#### YOUR OBJECTIVE
Write out the following lines word for word, and leave the picture out of your answer.

#### TASK DATA
%%

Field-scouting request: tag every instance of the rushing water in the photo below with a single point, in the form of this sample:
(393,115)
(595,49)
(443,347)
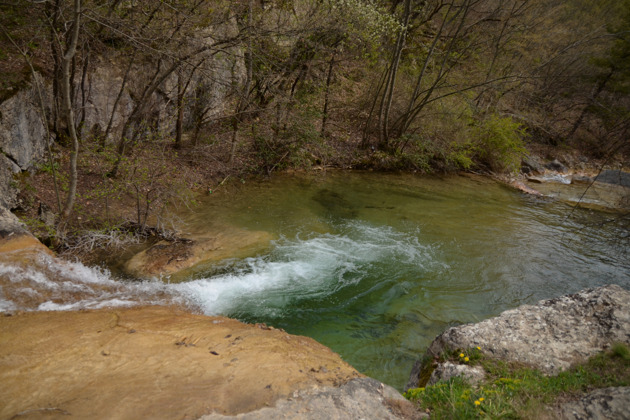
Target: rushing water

%%

#### RESPONSE TO THIS TASK
Field-scouting request: tag every instance of the rushing water in the photo below with a single point, in the form of this sample:
(393,115)
(595,49)
(443,347)
Target: rushing water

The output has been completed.